=== Alıntı ===

7 Mayıs 2011 Cumartesi

ÇOCUKLUK, KÖY VE DOĞAL BESLENME

 
     Çoçukluğum İlçem Reşadiye'de yaz aylarında da köyüm Kabalı'da geçti.Okul kapandıktan birkaç gün sonra giderdik köye.Okullar açılmadan bir hafta önce de dönerdik Reşadiye'ye. Kuzenlerim, arkadaşlarım ve farklı illerde ikamet eden köyümüz çocuklarıyla yazları buluşurduk Kabalı'da...
           Bitirdiğimiz sınıfa göre tatil kitapları, hikaye kitapları ve romanlar olurdu  elimizde ...Piknikler yapardık dere kenarlarında...Çamura şekil verip minik tencere tabak haline getirir, otları poşetlere doldurup minder yapar  evcilik oynardık...Köy bakkalını açık bulursak aramızda birleştirdiğimiz paralarla yiyecek birşeyler alırdık.Ne zevkliydi çekirdek çitletmek hep beraber...

=== Sağlanan Veriler ===

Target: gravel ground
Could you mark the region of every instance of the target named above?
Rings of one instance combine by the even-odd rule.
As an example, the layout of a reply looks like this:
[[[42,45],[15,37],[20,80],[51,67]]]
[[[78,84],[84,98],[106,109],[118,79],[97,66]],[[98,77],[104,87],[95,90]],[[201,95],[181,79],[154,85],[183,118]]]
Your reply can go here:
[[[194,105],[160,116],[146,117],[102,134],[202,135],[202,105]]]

===

» **Alıştırma Yönergeleri**
1 - Çocukluk ve köy konulu alıntıya göre şu soruları yanıtlayın:
(a) Yazarın yazları geçtiği köyün adı nedir?
(b) Köye, okul kapandıktan ne kadar süre sonra gidilirdi?
(c) Evcilik oynarken minder neyle yapılırdı?
2 - Alıntıyı "Bitirdiğimiz sınıfa göre" sözlerinden başlayıp "çitletmek hep beraber..." sözleri de dahil olmak üzere aynen tekrarlayın.

» **Sırayla Yanıtlar**
1 -
(a) Kabalı
(b) Birkaç gün sonra
(c) Poşetlere doldurulan otlarla

2 -
Bitirdiğimiz sınıfa göre tatil kitapları, hikaye kitapları ve romanlar olurdu  elimizde ...Piknikler yapardık dere kenarlarında...Çamura şekil verip minik tencere tabak haline getirir, otları poşetlere doldurup minder yapar  evcilik oynardık...Köy bakkalını açık bulursak aramızda birleştirdiğimiz paralarla yiyecek birşeyler alırdık.Ne zevkliydi çekirdek çitletmek hep beraber...